Given entries below:

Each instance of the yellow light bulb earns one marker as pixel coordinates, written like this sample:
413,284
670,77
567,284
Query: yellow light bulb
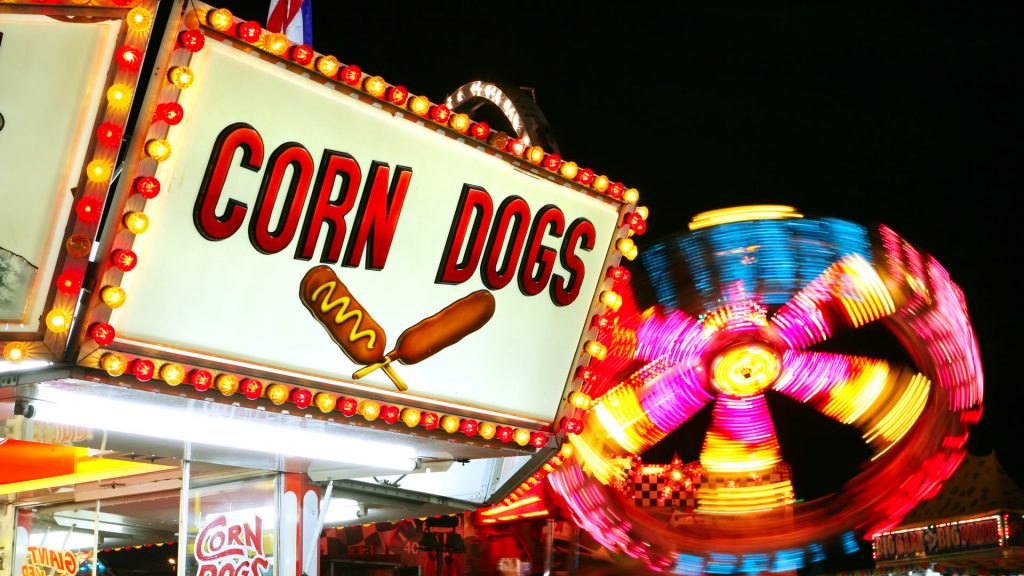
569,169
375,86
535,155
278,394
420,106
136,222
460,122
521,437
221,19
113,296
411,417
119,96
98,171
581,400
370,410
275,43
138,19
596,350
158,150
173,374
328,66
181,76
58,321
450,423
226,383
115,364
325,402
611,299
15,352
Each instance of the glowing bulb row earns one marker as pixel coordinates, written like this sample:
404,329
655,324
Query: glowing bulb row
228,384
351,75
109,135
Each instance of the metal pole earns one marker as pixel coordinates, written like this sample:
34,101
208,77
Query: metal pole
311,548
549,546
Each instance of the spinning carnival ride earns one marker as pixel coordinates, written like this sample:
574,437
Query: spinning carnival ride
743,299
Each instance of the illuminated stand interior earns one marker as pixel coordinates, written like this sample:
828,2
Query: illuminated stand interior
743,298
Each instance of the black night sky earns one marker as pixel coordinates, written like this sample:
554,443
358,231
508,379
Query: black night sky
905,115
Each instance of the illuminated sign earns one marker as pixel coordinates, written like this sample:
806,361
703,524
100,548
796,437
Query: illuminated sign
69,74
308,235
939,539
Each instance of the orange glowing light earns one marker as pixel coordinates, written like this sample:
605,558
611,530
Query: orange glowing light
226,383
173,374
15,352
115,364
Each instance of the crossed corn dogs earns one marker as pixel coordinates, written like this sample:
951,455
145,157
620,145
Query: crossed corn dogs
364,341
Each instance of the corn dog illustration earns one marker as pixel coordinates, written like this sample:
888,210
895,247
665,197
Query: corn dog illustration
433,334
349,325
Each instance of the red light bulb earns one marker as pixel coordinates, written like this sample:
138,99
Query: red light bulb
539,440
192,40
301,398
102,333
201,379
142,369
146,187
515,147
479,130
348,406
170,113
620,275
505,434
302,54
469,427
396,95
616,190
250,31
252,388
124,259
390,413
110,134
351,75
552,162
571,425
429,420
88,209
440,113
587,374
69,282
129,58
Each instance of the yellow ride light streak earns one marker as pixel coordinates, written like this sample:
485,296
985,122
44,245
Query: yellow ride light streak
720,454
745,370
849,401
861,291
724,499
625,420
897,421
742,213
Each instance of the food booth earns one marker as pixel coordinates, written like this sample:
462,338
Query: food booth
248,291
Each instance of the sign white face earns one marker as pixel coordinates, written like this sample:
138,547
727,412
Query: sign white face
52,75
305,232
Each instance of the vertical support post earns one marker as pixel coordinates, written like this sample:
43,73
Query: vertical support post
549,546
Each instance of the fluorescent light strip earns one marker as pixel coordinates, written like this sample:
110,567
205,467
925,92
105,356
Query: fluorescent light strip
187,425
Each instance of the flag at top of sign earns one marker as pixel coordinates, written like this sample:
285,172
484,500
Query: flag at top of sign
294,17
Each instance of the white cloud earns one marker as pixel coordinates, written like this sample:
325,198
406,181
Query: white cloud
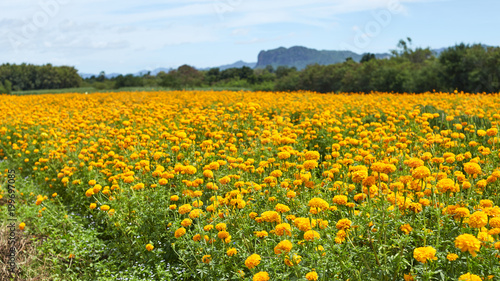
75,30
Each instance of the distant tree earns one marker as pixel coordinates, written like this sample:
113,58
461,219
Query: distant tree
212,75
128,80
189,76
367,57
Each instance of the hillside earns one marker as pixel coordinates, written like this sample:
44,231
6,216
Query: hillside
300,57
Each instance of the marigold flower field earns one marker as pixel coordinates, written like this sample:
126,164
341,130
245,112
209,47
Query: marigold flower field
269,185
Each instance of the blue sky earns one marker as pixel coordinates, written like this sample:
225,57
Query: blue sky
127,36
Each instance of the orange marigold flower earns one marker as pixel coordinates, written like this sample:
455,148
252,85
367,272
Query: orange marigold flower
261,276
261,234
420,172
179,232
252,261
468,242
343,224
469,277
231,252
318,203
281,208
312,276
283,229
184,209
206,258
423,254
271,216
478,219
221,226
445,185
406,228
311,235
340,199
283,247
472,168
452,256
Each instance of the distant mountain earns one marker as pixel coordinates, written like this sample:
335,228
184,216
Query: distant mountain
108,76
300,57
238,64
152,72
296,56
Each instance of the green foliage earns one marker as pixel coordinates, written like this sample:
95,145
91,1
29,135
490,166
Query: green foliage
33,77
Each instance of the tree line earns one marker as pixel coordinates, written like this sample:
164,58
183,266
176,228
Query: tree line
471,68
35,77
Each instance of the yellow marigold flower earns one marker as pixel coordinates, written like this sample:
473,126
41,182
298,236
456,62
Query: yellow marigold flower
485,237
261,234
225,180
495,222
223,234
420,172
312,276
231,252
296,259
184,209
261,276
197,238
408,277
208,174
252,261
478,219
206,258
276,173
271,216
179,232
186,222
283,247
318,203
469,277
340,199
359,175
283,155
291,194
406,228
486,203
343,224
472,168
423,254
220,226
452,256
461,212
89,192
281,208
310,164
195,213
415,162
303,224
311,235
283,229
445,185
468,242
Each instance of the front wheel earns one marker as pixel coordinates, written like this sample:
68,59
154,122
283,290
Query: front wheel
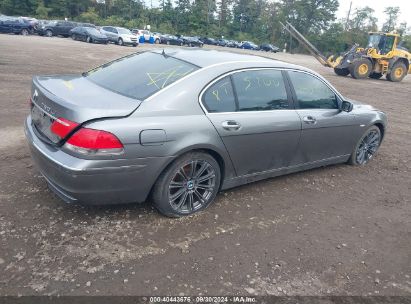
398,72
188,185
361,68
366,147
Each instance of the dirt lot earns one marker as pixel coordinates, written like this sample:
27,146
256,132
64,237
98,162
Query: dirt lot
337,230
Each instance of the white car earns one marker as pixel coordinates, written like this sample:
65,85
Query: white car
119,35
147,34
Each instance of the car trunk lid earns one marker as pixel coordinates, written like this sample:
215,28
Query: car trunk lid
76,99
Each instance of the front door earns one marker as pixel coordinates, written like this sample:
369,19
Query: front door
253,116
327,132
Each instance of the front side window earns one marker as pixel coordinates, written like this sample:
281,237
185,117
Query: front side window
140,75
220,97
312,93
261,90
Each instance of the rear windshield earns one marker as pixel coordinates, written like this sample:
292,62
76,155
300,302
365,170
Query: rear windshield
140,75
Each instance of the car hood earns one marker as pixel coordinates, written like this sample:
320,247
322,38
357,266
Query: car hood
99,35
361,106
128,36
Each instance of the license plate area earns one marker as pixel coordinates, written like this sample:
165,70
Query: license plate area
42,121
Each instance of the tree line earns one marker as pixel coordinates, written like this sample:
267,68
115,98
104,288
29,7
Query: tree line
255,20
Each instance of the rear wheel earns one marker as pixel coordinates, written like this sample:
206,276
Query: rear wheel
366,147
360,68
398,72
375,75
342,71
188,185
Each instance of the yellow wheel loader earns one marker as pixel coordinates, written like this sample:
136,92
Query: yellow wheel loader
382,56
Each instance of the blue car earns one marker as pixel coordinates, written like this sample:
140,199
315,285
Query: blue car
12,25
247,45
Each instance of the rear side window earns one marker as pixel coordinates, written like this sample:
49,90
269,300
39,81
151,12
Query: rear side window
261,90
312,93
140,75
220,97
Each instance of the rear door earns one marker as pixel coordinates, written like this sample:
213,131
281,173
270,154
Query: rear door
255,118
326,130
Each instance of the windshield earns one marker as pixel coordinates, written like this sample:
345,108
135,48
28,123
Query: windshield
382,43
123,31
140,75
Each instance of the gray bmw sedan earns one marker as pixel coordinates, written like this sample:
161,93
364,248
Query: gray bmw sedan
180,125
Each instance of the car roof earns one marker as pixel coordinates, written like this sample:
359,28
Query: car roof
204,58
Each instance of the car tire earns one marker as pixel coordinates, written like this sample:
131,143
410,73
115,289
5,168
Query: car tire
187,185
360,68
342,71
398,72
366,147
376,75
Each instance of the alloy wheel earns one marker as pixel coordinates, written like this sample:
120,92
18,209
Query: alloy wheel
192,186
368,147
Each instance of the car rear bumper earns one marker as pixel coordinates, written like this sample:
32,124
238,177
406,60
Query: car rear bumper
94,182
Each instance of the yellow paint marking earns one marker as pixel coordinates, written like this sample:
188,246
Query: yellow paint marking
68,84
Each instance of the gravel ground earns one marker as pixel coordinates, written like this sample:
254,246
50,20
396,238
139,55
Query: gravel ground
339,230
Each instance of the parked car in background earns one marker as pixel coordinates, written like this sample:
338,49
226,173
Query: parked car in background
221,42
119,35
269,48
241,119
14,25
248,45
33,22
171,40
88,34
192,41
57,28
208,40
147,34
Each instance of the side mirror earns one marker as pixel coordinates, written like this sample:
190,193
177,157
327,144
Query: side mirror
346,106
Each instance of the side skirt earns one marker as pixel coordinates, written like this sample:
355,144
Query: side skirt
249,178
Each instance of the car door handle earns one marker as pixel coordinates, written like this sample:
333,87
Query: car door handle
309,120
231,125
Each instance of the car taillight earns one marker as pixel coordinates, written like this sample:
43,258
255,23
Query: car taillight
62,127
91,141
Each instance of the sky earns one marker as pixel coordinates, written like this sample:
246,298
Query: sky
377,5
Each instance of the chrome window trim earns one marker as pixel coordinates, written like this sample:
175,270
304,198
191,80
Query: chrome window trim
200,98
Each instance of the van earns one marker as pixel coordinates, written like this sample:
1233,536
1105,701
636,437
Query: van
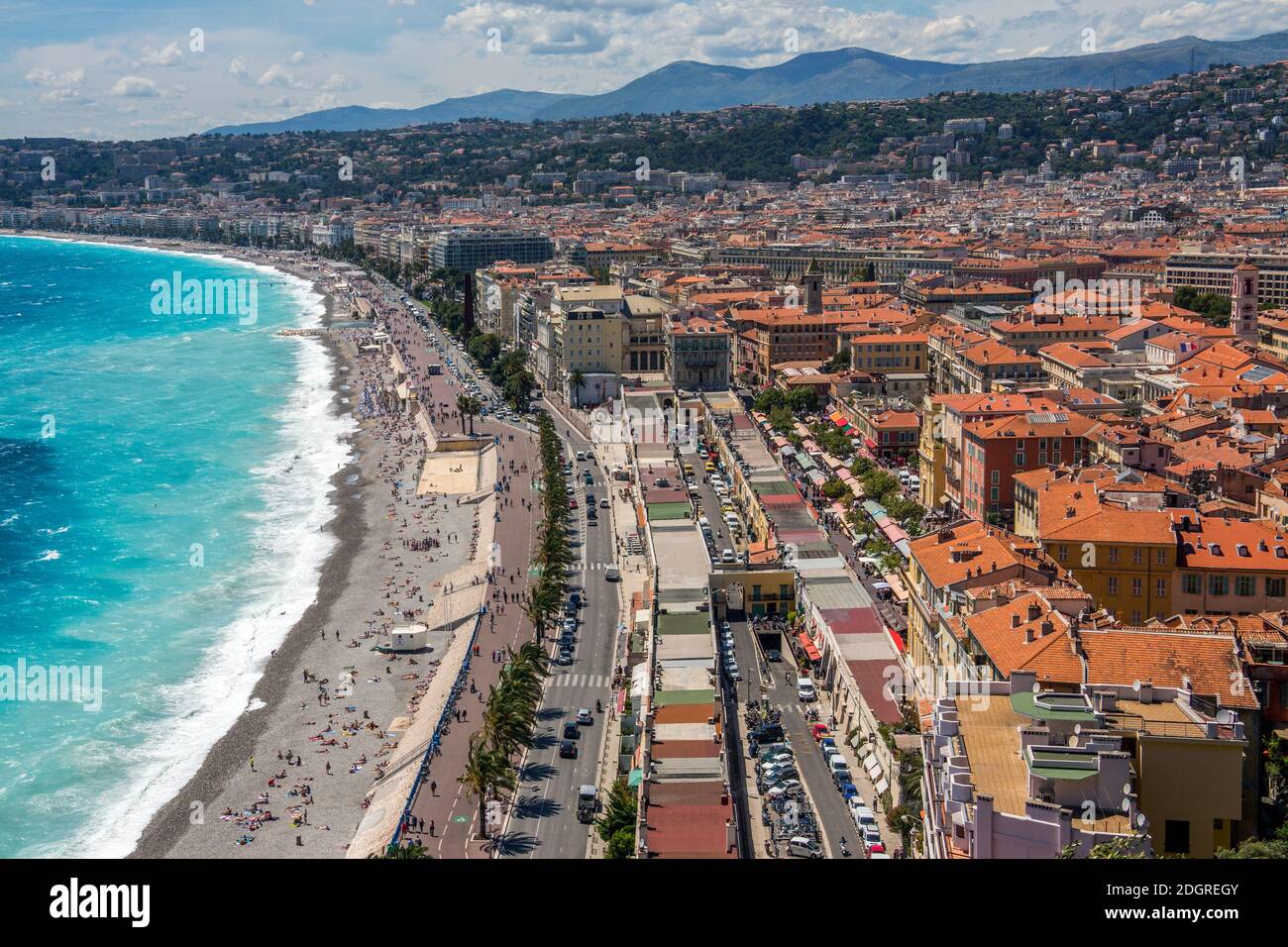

End of Given entries.

What to do: In the records above, find the line containing "Query: parked car in background" and restate it and every line after it word for word, all pictures excluded.

Your solution:
Query: parked car in background
221,42
119,35
269,48
241,119
14,25
248,45
33,22
171,40
88,34
192,41
57,28
208,40
147,34
Each instance of the side mirror earns one marker as pixel coordinates, written like this sample:
190,193
177,157
327,144
Query: side mirror
346,106
Each instance of the side skirt earns one marker as pixel coordinates, written like this sample:
355,144
Query: side skirt
249,178
Each instance of the car door handle earns one marker as pixel coordinates, written like this sample:
333,87
Query: car door handle
309,120
231,125
Each instance of the car taillight earns one marker as pixel coordinates, written like this sample:
43,258
255,23
Query: car taillight
62,127
91,141
Each instance of the sky earns one marker as pixel coordinates, written like this sample:
246,298
Query: sky
377,5
Each instance of the chrome window trim earns one marker as pixel coordinates, written like this sample:
175,270
304,198
191,80
Query: chrome window trim
200,98
Each instance of the van earns one marker as pixel coordinates, written like this sample:
1233,536
1105,701
636,437
Query: van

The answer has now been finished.